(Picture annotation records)

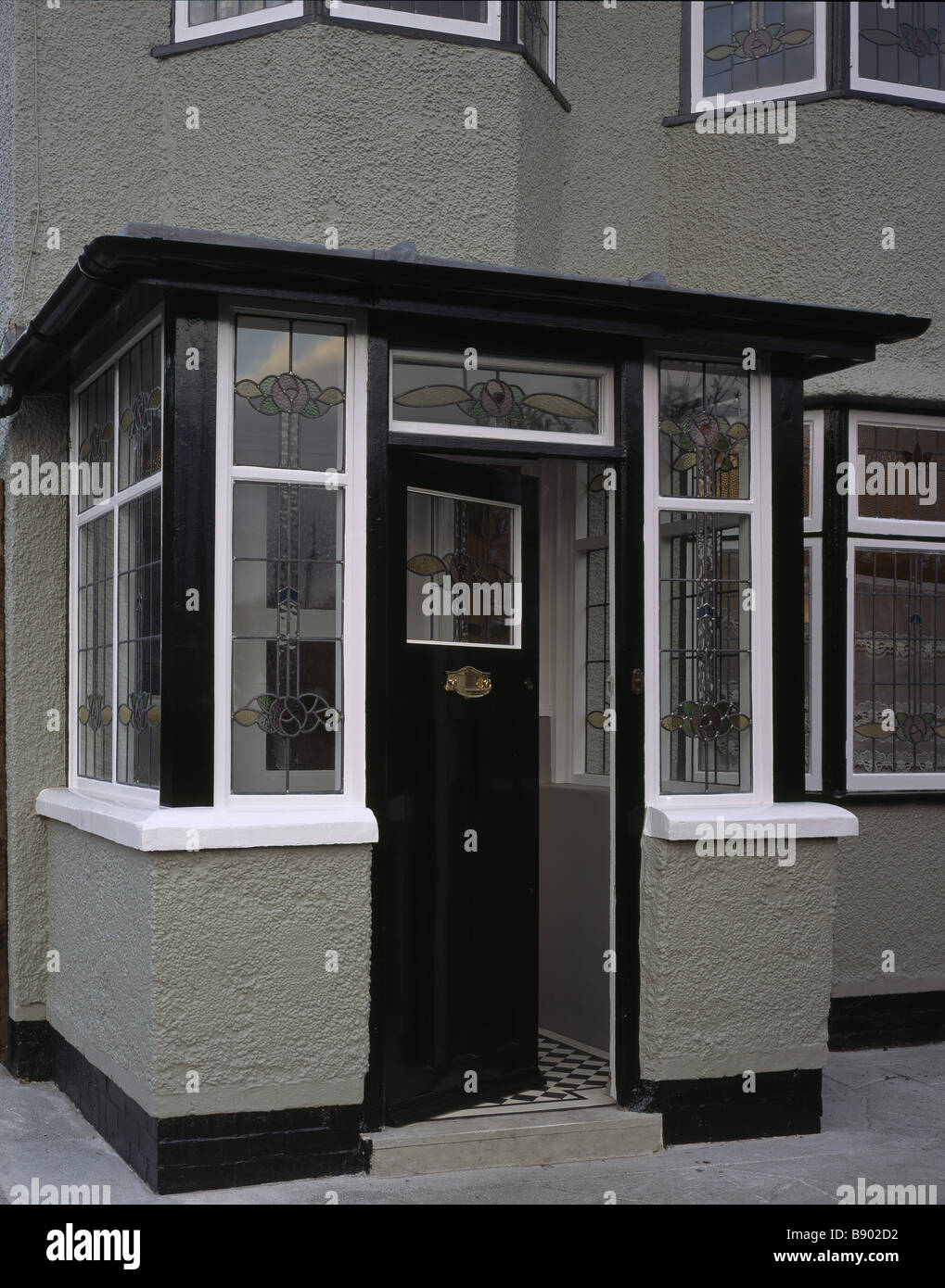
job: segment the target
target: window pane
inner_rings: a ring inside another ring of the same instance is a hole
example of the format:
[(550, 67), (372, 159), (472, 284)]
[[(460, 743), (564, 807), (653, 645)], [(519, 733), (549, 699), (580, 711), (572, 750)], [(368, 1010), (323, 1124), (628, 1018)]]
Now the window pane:
[(864, 457), (857, 471), (860, 518), (945, 522), (945, 495), (937, 489), (945, 465), (942, 430), (859, 425), (856, 440)]
[(76, 399), (79, 462), (89, 478), (79, 489), (79, 513), (112, 495), (115, 460), (115, 368), (110, 367)]
[(116, 779), (160, 784), (161, 489), (119, 510)]
[(598, 434), (599, 376), (480, 367), (462, 358), (395, 358), (397, 421), (538, 434)]
[(813, 79), (813, 0), (706, 3), (703, 94), (737, 94)]
[(945, 769), (945, 555), (857, 550), (853, 770)]
[(735, 362), (660, 362), (660, 495), (750, 496), (750, 376)]
[(745, 515), (660, 514), (660, 790), (750, 791)]
[(545, 71), (550, 70), (550, 3), (520, 0), (518, 39)]
[(342, 790), (343, 493), (233, 487), (233, 792)]
[(104, 514), (79, 529), (76, 773), (104, 781), (112, 777), (113, 523)]
[(518, 647), (518, 514), (512, 505), (409, 489), (410, 643)]
[(240, 317), (235, 464), (342, 469), (343, 428), (344, 327)]
[(860, 4), (859, 24), (860, 76), (945, 90), (945, 4)]
[(161, 332), (150, 335), (119, 359), (117, 491), (161, 468)]

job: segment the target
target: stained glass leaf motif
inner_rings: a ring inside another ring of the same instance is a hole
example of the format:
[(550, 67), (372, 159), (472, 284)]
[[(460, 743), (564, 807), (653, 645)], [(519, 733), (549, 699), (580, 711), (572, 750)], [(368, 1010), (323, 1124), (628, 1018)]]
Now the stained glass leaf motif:
[(102, 725), (111, 724), (112, 708), (104, 705), (101, 693), (90, 693), (85, 702), (86, 706), (79, 707), (77, 712), (81, 724), (86, 724), (93, 733), (98, 733)]
[(281, 738), (299, 738), (315, 729), (324, 729), (331, 716), (340, 720), (340, 712), (318, 693), (299, 693), (298, 697), (258, 693), (248, 706), (233, 712), (233, 720), (239, 725), (257, 725), (263, 733)]
[(263, 376), (258, 384), (255, 380), (239, 380), (236, 393), (263, 416), (294, 412), (306, 420), (317, 420), (344, 402), (340, 389), (322, 389), (317, 381), (294, 376), (290, 371), (281, 376)]

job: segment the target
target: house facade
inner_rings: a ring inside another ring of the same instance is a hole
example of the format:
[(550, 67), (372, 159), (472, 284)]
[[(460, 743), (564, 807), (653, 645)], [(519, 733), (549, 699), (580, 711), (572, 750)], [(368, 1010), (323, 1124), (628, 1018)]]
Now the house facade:
[(155, 1189), (941, 1037), (944, 46), (5, 0), (5, 1060)]

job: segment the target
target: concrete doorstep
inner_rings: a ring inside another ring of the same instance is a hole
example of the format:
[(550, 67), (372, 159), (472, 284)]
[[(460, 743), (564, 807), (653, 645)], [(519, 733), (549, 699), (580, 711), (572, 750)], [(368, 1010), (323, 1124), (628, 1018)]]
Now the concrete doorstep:
[[(579, 1126), (589, 1114), (598, 1117)], [(113, 1204), (166, 1206), (598, 1206), (614, 1194), (619, 1204), (835, 1207), (838, 1190), (856, 1188), (860, 1177), (865, 1185), (936, 1185), (945, 1200), (945, 1045), (832, 1054), (816, 1136), (659, 1149), (655, 1126), (639, 1124), (650, 1115), (607, 1106), (504, 1115), (492, 1126), (499, 1117), (388, 1128), (374, 1137), (378, 1159), (366, 1176), (159, 1198), (52, 1083), (21, 1083), (0, 1069), (0, 1203), (13, 1186), (31, 1190), (34, 1179), (62, 1191), (107, 1185)], [(548, 1130), (556, 1121), (563, 1130)], [(477, 1139), (482, 1132), (486, 1139)], [(530, 1151), (543, 1135), (541, 1148), (558, 1150), (560, 1160), (536, 1164)], [(389, 1144), (376, 1144), (382, 1137)], [(606, 1153), (618, 1139), (627, 1153)], [(456, 1170), (432, 1171), (447, 1150)], [(420, 1160), (422, 1173), (383, 1172)]]

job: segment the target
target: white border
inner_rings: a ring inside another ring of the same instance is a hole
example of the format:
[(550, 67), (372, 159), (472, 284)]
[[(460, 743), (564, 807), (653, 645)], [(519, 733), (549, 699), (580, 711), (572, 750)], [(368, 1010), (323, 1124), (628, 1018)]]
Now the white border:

Instructions for the task: Render the lines from the start of the listing through the line that contains "Now the window" as a JSON list of strings, one string per line, skipping blank lines. Leave the pictures out.

Task answer:
[
  "job: segment the target",
  "target: window pane",
  "inner_rings: a ring inside another ring of the same instance is a hole",
  "example of the format:",
  "[(550, 67), (372, 159), (472, 284)]",
  "[[(460, 743), (564, 807), (653, 645)], [(519, 733), (549, 699), (580, 711), (572, 750)], [(368, 1010), (323, 1124), (628, 1018)]]",
  "Now the window pane:"
]